── RECORDED DATA ──

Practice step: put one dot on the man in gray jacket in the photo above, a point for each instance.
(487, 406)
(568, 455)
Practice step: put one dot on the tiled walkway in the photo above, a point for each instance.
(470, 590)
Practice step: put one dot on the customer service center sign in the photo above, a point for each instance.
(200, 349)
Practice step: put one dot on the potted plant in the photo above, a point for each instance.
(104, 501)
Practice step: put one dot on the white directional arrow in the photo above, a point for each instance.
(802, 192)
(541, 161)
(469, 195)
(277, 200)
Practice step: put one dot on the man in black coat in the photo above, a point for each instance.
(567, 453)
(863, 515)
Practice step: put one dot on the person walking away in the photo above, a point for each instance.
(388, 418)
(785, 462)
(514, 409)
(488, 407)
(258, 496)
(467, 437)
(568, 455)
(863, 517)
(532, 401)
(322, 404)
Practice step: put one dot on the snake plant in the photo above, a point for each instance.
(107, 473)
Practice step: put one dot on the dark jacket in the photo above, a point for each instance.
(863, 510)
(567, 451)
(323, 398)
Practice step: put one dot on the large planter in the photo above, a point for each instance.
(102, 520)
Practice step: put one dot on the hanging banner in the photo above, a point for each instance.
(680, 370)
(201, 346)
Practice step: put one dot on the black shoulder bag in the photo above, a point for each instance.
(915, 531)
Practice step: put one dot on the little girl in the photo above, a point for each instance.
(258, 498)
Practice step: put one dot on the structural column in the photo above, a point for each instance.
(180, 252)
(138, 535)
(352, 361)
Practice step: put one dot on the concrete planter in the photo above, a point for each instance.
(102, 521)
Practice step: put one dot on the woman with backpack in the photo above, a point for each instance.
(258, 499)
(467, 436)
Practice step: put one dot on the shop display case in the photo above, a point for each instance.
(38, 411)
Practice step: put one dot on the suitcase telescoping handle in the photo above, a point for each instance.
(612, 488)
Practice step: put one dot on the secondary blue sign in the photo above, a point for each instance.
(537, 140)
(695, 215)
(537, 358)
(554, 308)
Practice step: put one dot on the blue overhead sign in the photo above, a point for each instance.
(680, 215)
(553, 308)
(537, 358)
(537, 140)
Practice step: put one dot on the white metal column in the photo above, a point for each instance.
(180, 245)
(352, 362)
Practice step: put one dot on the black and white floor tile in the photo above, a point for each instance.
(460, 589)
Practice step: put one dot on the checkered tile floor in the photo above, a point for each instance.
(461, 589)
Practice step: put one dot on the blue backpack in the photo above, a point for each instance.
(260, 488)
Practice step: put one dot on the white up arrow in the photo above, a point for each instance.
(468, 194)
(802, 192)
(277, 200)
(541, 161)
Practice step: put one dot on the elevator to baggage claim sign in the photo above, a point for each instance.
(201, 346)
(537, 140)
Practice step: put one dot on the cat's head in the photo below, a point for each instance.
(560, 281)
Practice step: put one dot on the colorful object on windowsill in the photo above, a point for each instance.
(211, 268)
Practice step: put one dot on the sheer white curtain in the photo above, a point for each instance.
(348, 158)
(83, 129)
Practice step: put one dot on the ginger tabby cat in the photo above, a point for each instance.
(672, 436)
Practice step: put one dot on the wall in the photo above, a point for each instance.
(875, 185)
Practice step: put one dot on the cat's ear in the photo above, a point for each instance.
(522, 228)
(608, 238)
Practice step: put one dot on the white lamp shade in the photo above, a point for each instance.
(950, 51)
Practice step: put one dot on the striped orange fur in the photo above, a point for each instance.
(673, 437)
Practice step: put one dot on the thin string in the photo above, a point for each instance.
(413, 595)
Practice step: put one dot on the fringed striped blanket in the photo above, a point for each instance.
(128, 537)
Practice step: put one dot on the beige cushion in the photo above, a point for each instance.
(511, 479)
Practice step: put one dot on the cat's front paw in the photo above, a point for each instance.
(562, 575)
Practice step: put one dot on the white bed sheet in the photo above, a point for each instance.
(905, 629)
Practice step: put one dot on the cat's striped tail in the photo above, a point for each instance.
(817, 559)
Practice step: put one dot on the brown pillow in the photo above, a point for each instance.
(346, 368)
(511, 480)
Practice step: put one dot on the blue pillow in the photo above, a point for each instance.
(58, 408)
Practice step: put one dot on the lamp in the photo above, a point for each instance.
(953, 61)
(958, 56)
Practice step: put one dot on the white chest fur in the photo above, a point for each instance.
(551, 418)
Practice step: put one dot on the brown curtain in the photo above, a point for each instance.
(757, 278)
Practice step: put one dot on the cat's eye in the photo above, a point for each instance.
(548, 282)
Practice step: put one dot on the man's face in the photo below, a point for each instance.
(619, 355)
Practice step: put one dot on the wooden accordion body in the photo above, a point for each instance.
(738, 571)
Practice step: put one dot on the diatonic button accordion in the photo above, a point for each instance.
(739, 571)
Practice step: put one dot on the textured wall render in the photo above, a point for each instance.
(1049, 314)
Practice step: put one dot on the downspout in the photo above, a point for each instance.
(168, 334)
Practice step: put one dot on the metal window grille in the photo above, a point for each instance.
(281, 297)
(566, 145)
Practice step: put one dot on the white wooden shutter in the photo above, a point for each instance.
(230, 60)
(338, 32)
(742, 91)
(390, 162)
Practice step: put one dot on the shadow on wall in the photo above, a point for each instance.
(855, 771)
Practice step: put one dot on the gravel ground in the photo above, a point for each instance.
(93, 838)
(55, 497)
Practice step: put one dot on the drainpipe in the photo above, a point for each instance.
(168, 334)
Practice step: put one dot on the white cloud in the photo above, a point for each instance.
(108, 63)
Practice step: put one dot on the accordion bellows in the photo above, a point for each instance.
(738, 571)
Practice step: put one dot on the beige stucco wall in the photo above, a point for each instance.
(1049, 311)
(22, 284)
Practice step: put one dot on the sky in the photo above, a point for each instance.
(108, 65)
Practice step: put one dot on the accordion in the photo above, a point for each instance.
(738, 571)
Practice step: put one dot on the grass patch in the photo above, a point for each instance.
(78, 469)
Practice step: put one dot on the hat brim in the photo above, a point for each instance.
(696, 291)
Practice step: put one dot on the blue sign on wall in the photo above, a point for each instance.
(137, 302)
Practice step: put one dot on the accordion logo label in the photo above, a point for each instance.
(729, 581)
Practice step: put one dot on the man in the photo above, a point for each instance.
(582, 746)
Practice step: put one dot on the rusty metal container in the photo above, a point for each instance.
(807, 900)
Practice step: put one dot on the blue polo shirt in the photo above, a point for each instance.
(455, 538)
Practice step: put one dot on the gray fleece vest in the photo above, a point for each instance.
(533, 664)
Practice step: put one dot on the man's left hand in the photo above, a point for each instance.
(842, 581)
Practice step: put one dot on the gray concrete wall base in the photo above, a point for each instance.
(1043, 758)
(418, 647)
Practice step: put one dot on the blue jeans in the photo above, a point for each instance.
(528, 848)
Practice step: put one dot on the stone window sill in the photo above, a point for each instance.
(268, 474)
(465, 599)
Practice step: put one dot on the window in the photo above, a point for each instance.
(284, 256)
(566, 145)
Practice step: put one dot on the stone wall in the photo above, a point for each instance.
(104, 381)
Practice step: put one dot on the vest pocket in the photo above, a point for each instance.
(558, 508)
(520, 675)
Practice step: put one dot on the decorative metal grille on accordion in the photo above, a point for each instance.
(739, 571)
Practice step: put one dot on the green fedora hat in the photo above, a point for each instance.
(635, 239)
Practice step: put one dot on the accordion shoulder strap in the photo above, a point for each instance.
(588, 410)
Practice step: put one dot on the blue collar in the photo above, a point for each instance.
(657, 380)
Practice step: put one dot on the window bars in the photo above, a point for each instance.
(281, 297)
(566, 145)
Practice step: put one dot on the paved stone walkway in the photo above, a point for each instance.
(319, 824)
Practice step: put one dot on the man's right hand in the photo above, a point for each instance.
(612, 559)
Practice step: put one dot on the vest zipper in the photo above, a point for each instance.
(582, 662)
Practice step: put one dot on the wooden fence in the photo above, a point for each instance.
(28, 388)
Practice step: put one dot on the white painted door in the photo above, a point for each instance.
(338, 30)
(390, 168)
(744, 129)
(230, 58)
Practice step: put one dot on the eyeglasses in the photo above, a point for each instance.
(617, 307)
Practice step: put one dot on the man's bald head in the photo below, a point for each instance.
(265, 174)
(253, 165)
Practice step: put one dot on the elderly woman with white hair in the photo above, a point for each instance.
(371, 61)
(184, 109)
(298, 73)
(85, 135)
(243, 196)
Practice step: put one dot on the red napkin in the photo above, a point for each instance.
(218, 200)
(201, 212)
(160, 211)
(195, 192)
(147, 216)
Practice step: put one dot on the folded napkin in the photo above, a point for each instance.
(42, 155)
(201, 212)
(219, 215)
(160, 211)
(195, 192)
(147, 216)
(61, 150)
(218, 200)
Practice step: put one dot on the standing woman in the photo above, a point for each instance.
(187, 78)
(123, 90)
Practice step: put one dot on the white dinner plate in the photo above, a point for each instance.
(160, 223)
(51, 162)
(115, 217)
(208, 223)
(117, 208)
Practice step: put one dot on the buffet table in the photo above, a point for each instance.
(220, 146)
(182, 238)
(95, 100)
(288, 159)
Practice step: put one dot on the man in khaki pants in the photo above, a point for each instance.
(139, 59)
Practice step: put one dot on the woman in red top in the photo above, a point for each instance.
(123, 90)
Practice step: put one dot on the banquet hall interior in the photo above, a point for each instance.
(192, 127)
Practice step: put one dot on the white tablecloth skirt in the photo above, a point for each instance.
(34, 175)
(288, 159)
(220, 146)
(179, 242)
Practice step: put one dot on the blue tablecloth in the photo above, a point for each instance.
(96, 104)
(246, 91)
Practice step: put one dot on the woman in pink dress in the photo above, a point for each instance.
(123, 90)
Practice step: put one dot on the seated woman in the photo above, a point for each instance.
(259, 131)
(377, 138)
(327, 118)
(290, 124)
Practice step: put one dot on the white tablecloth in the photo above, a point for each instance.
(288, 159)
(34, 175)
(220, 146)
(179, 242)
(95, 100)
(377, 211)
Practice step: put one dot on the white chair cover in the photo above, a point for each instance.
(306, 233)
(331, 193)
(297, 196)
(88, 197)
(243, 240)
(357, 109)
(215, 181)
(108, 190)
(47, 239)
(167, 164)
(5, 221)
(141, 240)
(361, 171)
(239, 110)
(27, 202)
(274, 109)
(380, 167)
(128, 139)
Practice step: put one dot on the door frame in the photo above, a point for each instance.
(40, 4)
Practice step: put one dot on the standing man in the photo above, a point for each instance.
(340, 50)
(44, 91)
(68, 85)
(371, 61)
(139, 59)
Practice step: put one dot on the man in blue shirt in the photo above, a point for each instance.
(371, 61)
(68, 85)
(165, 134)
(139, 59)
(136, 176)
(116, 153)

───

ASSIGNMENT :: Which lines run from the one containing "Practice step: put one dot on the standing man" to the final line of the entries? Return those lines exactly, and only those.

WRITTEN ANSWER ::
Practice step: put one dot on the standing man in the photo above, a point for each instance.
(340, 50)
(44, 91)
(68, 85)
(371, 61)
(139, 59)
Practice step: put one dot on the man in blue shirt in the photo above, a point for each instance.
(371, 61)
(68, 85)
(165, 134)
(139, 59)
(136, 176)
(116, 153)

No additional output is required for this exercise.